Document text
ELI LILLY & CO (NYSE:LLY) reported second-quarter 2025 earnings that surpassed analyst expectations, yet the stock faced significant pre-market declines, suggesting a more complex market reaction.
Earnings and Revenue Beat Estimates
Revenue: $15.56 billion, up 38% year-over-year, exceeding the consensus estimate of $14.86 billion.
Earnings Per Share (EPS): $6.31, compared to the estimated $5.62.
The growth was primarily driven by strong demand for the company’s weight loss and diabetes drugs, Mounjaro and Zepbound, which continue to dominate the GLP-1 market.
Market Reaction: Pre-Market Drop Despite Strong Results
Despite the earnings beat, LLY shares fell ~13% in pre-market trading. This could reflect:
Profit-taking after a prolonged rally—LLY has been one of the best-performing large-cap pharma stocks in recent years.
Heightened expectations—investors may have priced in even stronger growth, given the blockbuster trajectory of Mounjaro and Zepbound.
Pipeline concerns—while the oral obesity drug orforglipron showed promising results (12%+ weight loss in trials), some may question its competitive edge against injectables.
Raised Full-Year Guidance
Lilly increased its 2025 revenue outlook, aligning with analyst expectations:
Analyst estimates for full-year 2025 revenue: $60.6 billion.
Q3 2025 revenue estimate: $15.68 billion.
The company’s confidence stems from robust demand for its key therapies and manufacturing expansions to meet supply constraints.
Key Takeaways from the Earnings Release
Cardiometabolic strength: Mounjaro demonstrated cardio-protective benefits in type 2 diabetes patients, reinforcing its long-term potential.
Obesity pipeline advances: Positive late-stage data for orforglipron positions Lilly to capture more of the oral GLP-1 market.
Oncology and immunology progress: The company highlighted advancements in radiopharmaceuticals and inflammatory disease treatments.

Task 1
In the Eli Lilly earnings article, what earnings per share did the company report for the second quarter of 2025?
Task 2
Translate this sentence from the Eli Lilly earnings article into Spanish: "The company’s confidence stems from robust demand for its key therapies and manufacturing expansions to meet supply constraints."

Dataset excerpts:
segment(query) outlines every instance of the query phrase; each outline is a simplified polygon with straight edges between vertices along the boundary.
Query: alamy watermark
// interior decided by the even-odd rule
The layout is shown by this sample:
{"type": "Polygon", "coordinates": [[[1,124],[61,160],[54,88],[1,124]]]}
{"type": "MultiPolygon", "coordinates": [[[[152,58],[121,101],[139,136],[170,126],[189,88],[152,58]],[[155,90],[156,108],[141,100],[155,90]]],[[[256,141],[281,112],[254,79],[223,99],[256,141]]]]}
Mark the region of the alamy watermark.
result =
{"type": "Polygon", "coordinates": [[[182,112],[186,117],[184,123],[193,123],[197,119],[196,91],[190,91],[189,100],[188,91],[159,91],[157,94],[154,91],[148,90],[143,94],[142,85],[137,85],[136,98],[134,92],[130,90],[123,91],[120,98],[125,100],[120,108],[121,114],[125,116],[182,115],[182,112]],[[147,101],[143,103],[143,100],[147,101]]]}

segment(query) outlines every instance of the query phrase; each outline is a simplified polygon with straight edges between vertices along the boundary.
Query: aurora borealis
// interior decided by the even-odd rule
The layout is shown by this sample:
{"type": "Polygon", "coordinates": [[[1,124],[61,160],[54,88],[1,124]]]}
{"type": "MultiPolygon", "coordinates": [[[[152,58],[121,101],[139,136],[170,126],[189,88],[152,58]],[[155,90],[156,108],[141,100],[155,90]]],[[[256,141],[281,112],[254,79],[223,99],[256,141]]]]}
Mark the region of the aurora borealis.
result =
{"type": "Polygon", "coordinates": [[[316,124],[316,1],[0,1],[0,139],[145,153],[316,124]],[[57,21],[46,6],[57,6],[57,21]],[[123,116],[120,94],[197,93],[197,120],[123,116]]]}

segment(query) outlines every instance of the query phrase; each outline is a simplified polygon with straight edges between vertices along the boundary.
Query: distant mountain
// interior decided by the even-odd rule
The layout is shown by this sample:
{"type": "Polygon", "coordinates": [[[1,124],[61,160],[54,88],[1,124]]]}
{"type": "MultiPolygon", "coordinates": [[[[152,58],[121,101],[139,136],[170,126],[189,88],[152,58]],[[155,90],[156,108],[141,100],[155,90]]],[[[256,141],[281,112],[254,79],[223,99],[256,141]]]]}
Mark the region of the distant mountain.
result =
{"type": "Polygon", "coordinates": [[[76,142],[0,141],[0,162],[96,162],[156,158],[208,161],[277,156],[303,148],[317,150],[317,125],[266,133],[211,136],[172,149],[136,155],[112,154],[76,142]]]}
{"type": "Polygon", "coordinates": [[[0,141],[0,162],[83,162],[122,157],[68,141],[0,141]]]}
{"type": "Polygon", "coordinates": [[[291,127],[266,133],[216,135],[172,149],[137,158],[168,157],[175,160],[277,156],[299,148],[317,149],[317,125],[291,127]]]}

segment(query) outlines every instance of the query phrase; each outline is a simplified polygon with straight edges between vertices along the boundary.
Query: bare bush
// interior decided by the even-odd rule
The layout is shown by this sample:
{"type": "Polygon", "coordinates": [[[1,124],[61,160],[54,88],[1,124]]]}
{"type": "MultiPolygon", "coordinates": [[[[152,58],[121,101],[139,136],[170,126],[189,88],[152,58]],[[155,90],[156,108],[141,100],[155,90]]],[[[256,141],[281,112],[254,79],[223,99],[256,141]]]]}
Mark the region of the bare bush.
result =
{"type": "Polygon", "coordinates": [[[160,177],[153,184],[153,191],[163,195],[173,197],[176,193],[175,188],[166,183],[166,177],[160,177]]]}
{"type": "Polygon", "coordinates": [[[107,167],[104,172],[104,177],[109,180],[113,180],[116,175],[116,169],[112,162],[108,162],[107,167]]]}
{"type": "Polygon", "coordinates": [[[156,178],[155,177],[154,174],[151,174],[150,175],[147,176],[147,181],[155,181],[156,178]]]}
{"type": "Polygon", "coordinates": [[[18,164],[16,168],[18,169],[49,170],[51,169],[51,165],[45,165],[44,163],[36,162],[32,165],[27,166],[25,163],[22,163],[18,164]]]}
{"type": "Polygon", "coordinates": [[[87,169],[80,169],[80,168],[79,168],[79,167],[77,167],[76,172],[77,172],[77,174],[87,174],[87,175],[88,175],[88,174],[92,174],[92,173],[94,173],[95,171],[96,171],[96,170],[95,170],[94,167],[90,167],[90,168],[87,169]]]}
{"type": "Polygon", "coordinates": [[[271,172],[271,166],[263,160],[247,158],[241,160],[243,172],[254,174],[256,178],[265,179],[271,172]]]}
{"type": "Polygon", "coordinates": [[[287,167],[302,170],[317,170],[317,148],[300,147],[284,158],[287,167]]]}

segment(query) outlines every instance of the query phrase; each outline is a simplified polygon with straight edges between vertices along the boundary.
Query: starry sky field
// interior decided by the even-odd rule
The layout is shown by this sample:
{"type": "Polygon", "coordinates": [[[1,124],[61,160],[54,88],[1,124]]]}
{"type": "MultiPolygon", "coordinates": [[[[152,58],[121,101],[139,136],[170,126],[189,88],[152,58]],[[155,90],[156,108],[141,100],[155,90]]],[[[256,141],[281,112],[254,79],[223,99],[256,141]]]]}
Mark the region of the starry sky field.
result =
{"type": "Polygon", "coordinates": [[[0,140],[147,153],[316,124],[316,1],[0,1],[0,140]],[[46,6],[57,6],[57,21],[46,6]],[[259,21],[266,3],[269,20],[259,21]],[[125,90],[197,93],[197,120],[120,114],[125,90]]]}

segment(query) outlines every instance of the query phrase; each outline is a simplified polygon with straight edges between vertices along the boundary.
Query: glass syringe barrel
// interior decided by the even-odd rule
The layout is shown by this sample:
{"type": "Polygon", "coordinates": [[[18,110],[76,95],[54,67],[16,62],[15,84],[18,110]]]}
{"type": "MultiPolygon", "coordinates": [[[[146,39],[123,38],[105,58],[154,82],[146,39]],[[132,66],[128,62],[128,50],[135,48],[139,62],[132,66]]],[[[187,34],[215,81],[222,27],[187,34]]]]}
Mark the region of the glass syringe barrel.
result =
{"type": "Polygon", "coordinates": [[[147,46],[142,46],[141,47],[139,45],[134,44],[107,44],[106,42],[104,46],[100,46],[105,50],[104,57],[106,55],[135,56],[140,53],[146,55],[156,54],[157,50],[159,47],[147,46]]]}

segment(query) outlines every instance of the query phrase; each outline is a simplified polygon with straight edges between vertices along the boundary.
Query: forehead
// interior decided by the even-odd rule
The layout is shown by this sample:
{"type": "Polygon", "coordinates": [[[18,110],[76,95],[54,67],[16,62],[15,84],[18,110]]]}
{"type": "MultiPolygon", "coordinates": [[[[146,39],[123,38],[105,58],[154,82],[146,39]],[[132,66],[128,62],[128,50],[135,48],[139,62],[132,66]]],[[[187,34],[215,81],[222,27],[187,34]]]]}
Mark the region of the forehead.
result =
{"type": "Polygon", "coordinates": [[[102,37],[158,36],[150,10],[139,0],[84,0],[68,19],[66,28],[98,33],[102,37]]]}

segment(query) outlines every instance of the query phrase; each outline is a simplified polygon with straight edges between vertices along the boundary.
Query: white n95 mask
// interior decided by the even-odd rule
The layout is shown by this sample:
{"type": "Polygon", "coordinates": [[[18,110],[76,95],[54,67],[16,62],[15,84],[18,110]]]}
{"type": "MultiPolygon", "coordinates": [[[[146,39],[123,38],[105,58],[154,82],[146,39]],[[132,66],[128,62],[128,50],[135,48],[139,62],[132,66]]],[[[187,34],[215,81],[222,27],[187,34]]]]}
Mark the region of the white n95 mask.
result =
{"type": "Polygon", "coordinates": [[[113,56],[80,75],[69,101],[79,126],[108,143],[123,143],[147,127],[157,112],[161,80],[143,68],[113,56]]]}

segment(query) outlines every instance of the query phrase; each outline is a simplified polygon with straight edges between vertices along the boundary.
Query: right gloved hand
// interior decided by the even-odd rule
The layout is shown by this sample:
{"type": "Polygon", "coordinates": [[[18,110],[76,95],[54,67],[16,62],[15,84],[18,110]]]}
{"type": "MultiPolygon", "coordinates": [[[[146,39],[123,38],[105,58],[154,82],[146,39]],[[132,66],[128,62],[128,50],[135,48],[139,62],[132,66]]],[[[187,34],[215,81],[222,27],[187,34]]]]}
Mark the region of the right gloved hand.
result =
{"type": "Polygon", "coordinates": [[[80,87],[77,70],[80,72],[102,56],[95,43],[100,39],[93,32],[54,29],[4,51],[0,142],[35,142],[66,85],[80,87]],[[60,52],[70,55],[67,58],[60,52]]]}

Reply 1
$6.31 per share

Reply 2
La confianza de la empresa se debe a la sólida demanda de sus terapias clave y a las ampliaciones de su capacidad de fabricación para hacer frente a las limitaciones de suministro.